Start of Records shown

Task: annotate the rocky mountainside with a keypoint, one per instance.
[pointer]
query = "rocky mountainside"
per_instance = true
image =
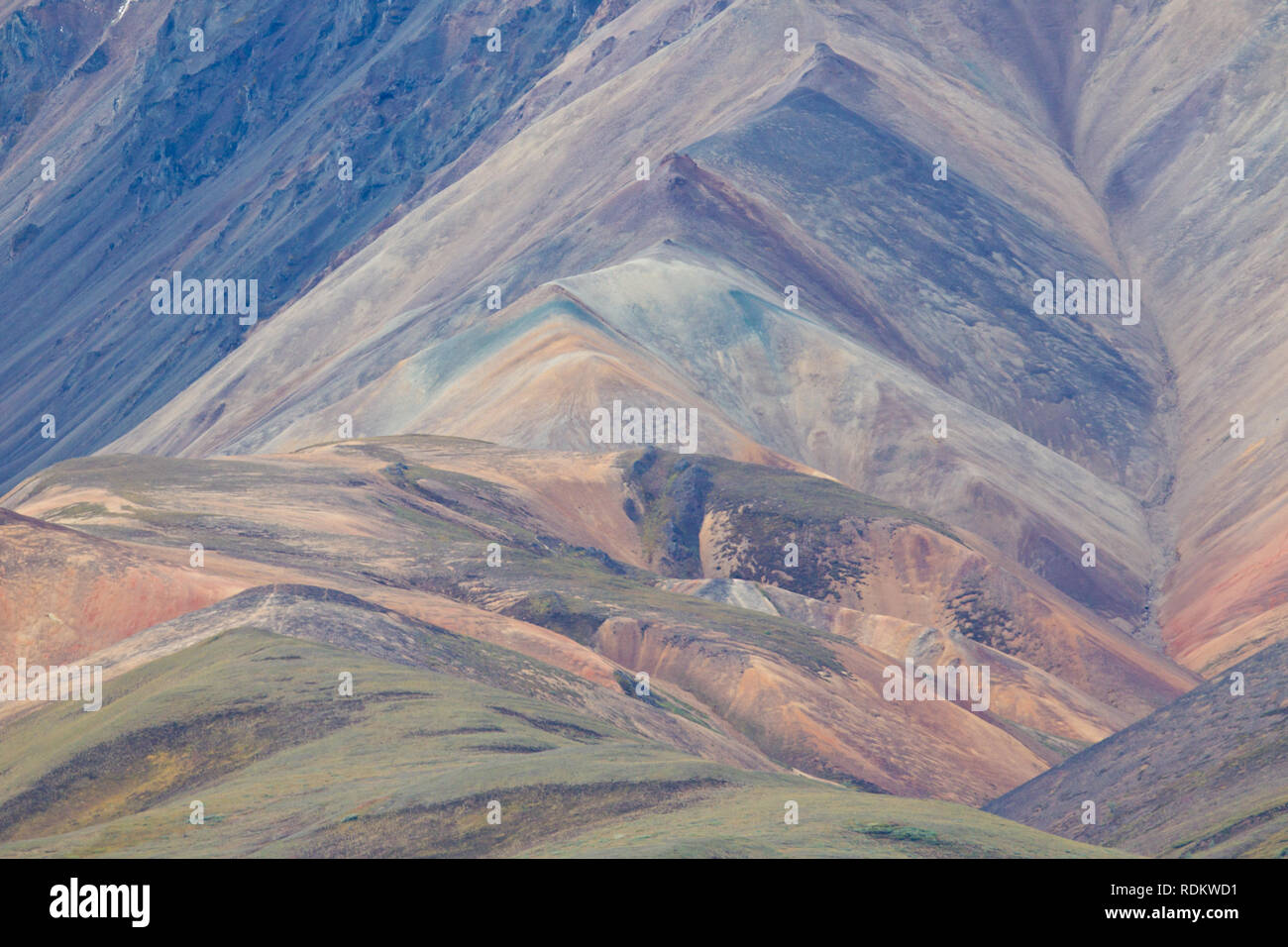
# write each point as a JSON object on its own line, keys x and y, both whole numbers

End of Records shown
Start of Records shown

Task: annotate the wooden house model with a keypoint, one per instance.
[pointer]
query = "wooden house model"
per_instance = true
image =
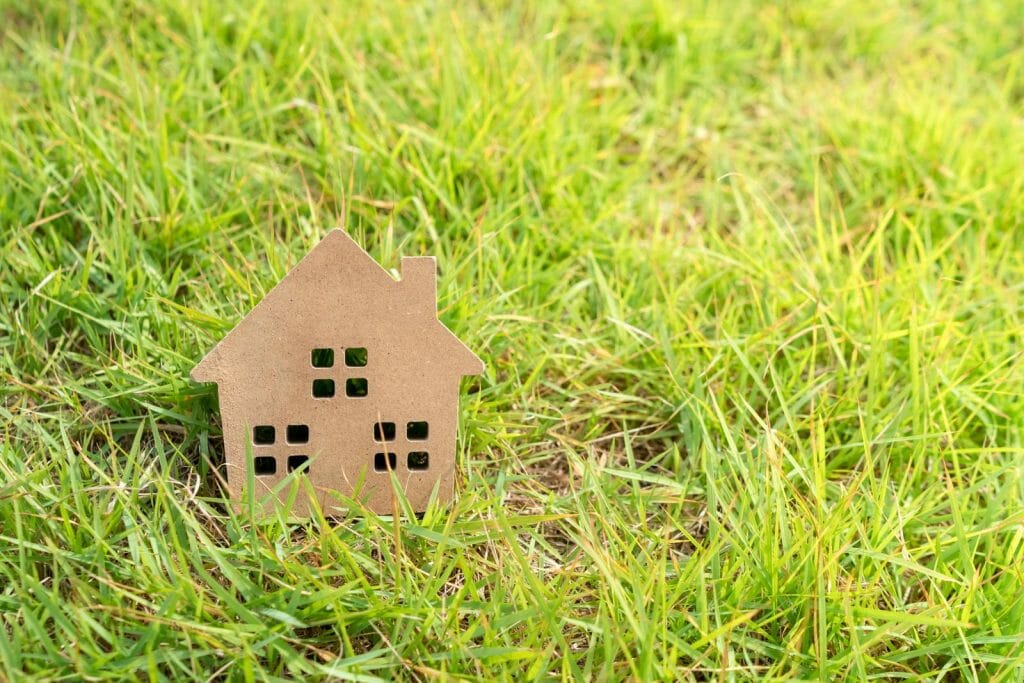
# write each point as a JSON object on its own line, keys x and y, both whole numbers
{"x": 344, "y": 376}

End of Records shown
Start of Records shown

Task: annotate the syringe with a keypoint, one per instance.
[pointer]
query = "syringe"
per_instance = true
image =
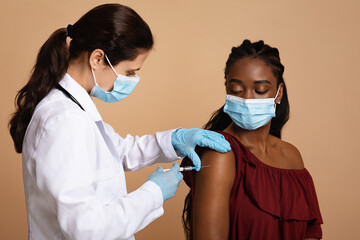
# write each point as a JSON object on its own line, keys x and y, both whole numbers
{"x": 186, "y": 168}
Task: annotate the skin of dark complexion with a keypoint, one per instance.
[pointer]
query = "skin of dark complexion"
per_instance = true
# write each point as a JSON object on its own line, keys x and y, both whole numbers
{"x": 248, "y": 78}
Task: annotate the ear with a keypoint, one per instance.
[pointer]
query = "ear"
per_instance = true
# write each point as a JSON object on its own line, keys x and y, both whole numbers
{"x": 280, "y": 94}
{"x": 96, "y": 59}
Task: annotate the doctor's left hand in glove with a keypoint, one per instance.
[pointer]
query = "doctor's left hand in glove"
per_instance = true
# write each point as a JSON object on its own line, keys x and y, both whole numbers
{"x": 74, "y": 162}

End of Records shown

What the task requires:
Could you find every line in the records above that contains the word "glove" and copy it?

Response:
Task: annotate the doctor's left hand in glove with a keypoint, one per instance.
query = "doctor's left hand in glove"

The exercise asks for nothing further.